== AUFGABENSTELLUNG ==
Schreiben Sie den folgenden Text zur nicht abgeflossenen offenen Gewinnausschüttung vollständig und buchstabengetreu ab.

== DOKUMENTTEXT ==

══════════════════════════════

Prof. Dr. Gerrit Frotscher
Rz. 35a
Ein ähnliches Problem wie bei der nicht abgeflossenen verdeckten Gewinnausschüttung ergibt sich bei der nicht abgeflossenen offenen Gewinnausschüttung. Beruht eine Gewinnausschüttung auf einem ordnungsgemäßen Gewinnverwendungsbeschluss für ein abgelaufenes Geschäftsjahr, wird aber (noch) nicht ausgezahlt, so entsteht eine Ausschüttungsverbindlichkeit, die in der Handelsbilanz und auf Grund der Maßgeblichkeit auch in der Steuerbilanz auf Stichtage nach der Fassung des Ausschüttungsbeschlusses zu passivieren ist. In der Handels- und Steuerbilanz bildet diese Ausschüttungsverbindlichkeit Fremdkapital.
Im Wirtschaftsjahr 02 wird eine Ausschüttung von 70.000 für das Wirtschaftsjahr 01 beschlossen. Die Ausschüttung erfolgt erst im Wirtschaftsjahr 04.
In der Bilanz zum 31.12.01 ist noch keine Ausschüttungsverbindlichkeit auszuweisen, da der Ausschüttungsbeschluss zum maßgebenden Stichtag 31.12.01 noch nicht gefasst war. Zu den Stichtagen 31.12.02 und 31.12.03 ist jedoch eine Ausschüttungsverbindlichkeit in Handels- und Steuerbilanz zu passivieren.

══════════════════════════════

== ERFASSTE DATEN ==
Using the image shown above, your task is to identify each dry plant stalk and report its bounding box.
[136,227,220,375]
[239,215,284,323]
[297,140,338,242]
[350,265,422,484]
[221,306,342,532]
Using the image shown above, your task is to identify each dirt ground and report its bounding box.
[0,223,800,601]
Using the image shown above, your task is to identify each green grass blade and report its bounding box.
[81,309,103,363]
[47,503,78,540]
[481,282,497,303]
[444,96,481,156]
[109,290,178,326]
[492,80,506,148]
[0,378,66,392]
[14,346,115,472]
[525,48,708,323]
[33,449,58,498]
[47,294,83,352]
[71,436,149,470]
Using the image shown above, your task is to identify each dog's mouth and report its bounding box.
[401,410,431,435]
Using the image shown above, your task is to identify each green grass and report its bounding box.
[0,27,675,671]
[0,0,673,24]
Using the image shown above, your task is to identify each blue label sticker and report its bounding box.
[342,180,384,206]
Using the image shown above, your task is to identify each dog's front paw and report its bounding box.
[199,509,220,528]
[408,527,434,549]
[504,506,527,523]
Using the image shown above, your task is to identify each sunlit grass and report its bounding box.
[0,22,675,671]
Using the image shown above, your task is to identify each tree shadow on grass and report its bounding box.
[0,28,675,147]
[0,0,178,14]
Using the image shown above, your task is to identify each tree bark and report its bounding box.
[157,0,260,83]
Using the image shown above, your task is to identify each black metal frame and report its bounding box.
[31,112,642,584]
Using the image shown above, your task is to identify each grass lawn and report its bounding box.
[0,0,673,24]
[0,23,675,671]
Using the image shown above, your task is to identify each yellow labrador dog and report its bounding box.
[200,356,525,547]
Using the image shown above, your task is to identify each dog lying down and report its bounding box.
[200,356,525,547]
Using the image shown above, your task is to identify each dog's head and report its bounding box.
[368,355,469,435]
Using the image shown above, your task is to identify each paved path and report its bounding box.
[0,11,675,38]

══════════════════════════════

== SCHRIFTLICHE ANTWORT ==
Prof. Dr. Gerrit Frotscher
Rz. 35a
Ein ähnliches Problem wie bei der nicht abgeflossenen verdeckten Gewinnausschüttung ergibt sich bei der nicht abgeflossenen offenen Gewinnausschüttung. Beruht eine Gewinnausschüttung auf einem ordnungsgemäßen Gewinnverwendungsbeschluss für ein abgelaufenes Geschäftsjahr, wird aber (noch) nicht ausgezahlt, so entsteht eine Ausschüttungsverbindlichkeit, die in der Handelsbilanz und auf Grund der Maßgeblichkeit auch in der Steuerbilanz auf Stichtage nach der Fassung des Ausschüttungsbeschlusses zu passivieren ist. In der Handels- und Steuerbilanz bildet diese Ausschüttungsverbindlichkeit Fremdkapital.
Im Wirtschaftsjahr 02 wird eine Ausschüttung von 70.000 für das Wirtschaftsjahr 01 beschlossen. Die Ausschüttung erfolgt erst im Wirtschaftsjahr 04.
In der Bilanz zum 31.12.01 ist noch keine Ausschüttungsverbindlichkeit auszuweisen, da der Ausschüttungsbeschluss zum maßgebenden Stichtag 31.12.01 noch nicht gefasst war. Zu den Stichtagen 31.12.02 und 31.12.03 ist jedoch eine Ausschüttungsverbindlichkeit in Handels- und Steuerbilanz zu passivieren.